EXTRACTED RECORDS ->

====

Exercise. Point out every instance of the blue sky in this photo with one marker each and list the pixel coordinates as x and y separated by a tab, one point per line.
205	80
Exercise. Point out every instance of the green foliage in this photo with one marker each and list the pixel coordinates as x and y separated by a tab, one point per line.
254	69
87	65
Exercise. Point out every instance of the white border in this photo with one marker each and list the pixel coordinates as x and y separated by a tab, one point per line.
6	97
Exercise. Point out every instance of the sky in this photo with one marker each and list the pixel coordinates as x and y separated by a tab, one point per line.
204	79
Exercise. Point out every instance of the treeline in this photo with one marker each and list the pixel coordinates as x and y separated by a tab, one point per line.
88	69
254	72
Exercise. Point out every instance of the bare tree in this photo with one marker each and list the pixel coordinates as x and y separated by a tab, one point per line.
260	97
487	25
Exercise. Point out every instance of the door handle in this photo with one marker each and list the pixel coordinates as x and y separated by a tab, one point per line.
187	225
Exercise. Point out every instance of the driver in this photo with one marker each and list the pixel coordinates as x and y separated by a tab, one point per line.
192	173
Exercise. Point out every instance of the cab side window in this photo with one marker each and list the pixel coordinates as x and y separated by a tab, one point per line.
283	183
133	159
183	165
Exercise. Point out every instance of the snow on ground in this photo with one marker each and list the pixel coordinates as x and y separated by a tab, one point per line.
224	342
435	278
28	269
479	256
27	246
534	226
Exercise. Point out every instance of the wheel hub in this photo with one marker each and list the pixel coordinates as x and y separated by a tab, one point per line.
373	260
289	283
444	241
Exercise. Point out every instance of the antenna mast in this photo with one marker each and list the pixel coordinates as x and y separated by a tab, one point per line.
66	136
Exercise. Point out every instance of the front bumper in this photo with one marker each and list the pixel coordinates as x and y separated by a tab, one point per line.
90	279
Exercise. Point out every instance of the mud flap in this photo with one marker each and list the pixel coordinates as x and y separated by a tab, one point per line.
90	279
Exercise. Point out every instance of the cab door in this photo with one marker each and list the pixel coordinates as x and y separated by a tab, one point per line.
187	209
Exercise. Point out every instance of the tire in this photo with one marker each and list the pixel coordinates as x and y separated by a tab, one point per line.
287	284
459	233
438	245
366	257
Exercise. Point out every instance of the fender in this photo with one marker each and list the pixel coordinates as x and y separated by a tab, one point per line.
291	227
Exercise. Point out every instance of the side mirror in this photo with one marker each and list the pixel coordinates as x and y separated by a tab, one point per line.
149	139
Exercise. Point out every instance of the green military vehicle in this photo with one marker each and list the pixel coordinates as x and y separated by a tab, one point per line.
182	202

====

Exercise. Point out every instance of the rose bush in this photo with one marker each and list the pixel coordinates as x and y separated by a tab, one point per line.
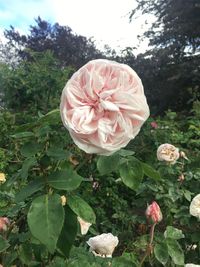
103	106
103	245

====

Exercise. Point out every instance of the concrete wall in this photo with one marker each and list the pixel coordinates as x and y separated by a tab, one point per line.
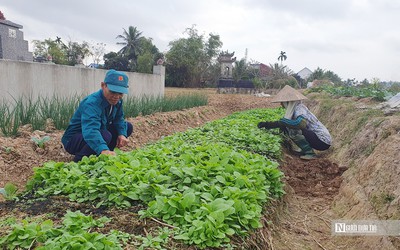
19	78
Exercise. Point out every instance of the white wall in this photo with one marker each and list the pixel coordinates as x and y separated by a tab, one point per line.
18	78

====

TASK TO COMPLETE -> Identify each line in the items above that contains the word "driver", and copy every such line in full.

ANSWER TO THIS EXERCISE ->
Exercise. Point out every instance of the driver in this photo with one marker each and list the pixel coordinates as x and y separated by a tab, one point per line.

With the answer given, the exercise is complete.